Please set down all of the data below verbatim.

========================================================================

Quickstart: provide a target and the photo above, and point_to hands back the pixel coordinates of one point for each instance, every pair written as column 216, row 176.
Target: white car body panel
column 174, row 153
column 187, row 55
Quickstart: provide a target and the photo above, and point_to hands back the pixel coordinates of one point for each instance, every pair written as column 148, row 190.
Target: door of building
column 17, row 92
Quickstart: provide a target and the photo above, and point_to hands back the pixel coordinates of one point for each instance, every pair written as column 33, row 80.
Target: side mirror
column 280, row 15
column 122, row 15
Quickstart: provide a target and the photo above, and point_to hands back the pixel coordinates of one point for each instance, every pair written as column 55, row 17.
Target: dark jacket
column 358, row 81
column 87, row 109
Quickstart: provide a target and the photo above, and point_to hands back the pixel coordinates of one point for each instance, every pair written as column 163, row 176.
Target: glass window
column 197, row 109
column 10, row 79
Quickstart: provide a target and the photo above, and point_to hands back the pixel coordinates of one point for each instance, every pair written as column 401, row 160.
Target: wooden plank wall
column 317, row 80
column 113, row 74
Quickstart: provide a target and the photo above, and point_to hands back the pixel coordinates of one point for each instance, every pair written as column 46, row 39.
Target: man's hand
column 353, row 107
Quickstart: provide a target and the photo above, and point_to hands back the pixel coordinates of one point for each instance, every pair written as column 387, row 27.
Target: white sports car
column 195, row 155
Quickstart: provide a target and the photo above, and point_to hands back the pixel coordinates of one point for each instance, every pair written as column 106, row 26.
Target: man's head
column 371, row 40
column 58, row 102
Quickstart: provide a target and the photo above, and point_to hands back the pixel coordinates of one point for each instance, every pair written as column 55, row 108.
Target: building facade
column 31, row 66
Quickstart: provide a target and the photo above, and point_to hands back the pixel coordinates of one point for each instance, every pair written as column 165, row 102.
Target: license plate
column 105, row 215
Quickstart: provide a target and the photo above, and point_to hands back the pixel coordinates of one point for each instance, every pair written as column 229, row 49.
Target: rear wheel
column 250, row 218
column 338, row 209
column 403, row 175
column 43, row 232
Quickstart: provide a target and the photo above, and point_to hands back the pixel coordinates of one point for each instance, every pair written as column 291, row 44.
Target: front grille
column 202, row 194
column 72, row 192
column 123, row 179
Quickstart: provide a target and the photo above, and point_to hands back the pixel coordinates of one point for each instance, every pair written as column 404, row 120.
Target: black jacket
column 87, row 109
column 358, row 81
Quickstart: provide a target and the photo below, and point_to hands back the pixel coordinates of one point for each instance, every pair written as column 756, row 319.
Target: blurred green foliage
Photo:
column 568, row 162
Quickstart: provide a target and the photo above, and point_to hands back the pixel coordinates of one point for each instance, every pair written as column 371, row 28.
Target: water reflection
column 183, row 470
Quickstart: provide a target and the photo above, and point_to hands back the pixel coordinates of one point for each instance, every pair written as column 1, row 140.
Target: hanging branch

========================================================================

* SOLUTION FOR THIS EXERCISE
Quickstart: provide a target and the photo above, and point_to hands back the pixel coordinates of one point for each instance, every pair written as column 216, row 176.
Target: white car body panel
column 174, row 153
column 187, row 55
Quickstart: provide a target and the photo above, and point_to hands back the pixel coordinates of one point for each instance, every pair written as column 148, row 190.
Target: door of building
column 17, row 92
Quickstart: provide a target and the photo above, and point_to hands back the pixel coordinates of one point for each instance, every pair written as column 33, row 80.
Target: side mirror
column 280, row 15
column 122, row 15
Quickstart: provide a target and the photo above, and point_to hands back the pixel coordinates of one point for each instance, every pair written as column 55, row 17.
Target: dark jacket
column 358, row 81
column 87, row 109
Quickstart: provide a target and the photo above, and point_to hands back the pixel coordinates of one point for each instance, every pair written as column 163, row 176.
Target: glass window
column 197, row 109
column 10, row 79
Quickstart: provide a target and the photo above, and point_to hands back the pixel coordinates of one point for each instance, every pair written as column 401, row 160.
Target: wooden plank wall
column 317, row 80
column 113, row 74
Quickstart: provide a target and the photo above, and point_to hands back the pixel coordinates of one point for each instance, every pair written as column 46, row 39.
Target: man's hand
column 353, row 107
Quickstart: provide a target and the photo above, and point_to hands back the pixel coordinates of one point for each instance, every pair written as column 387, row 27.
Target: white sports car
column 195, row 155
Quickstart: provide a target and the photo above, and point_to hands back the pixel coordinates of one point for each instance, every pair written as column 106, row 26.
Target: man's head
column 371, row 40
column 58, row 102
Quickstart: provide a target and the photo above, and point_to hands back the pixel coordinates of one point for each instance, every pair written as column 55, row 108.
Target: building facade
column 31, row 66
Quickstart: provide a target and the photo above, and point_to hands back the pixel coordinates of one point for each instance, every pair written as column 165, row 102.
Target: license plate
column 105, row 215
Quickstart: provide a target and the photo above, and point_to hands back the pixel coordinates of one point for each instance, every pair written as column 229, row 49.
Target: rear wheel
column 250, row 218
column 338, row 209
column 403, row 175
column 43, row 232
Quickstart: provide a target and the photo above, and point_to hands back the pixel coordinates of one point for each instance, every pair written as column 291, row 44.
Target: front grille
column 202, row 194
column 72, row 192
column 123, row 179
Quickstart: provide a target and the photo above, and point_to hands back the pixel coordinates of one point for each instance, every pair written as column 404, row 120.
Target: black jacket
column 87, row 109
column 358, row 81
Quickstart: provide a target and the photo below, and point_to hands back the pixel coordinates of one point for each instance, every pair written as column 756, row 319.
Target: blurred green foliage
Photo:
column 568, row 162
Quickstart: provide a target and the photo above, and point_to hands back the pixel coordinates of one point for each instance, every pair written as column 371, row 28.
Target: water reflection
column 183, row 470
Quickstart: provide a target and the photo above, and point_to hands back the pixel coordinates of one point for each instance, every pair written as column 1, row 140.
Target: hanging branch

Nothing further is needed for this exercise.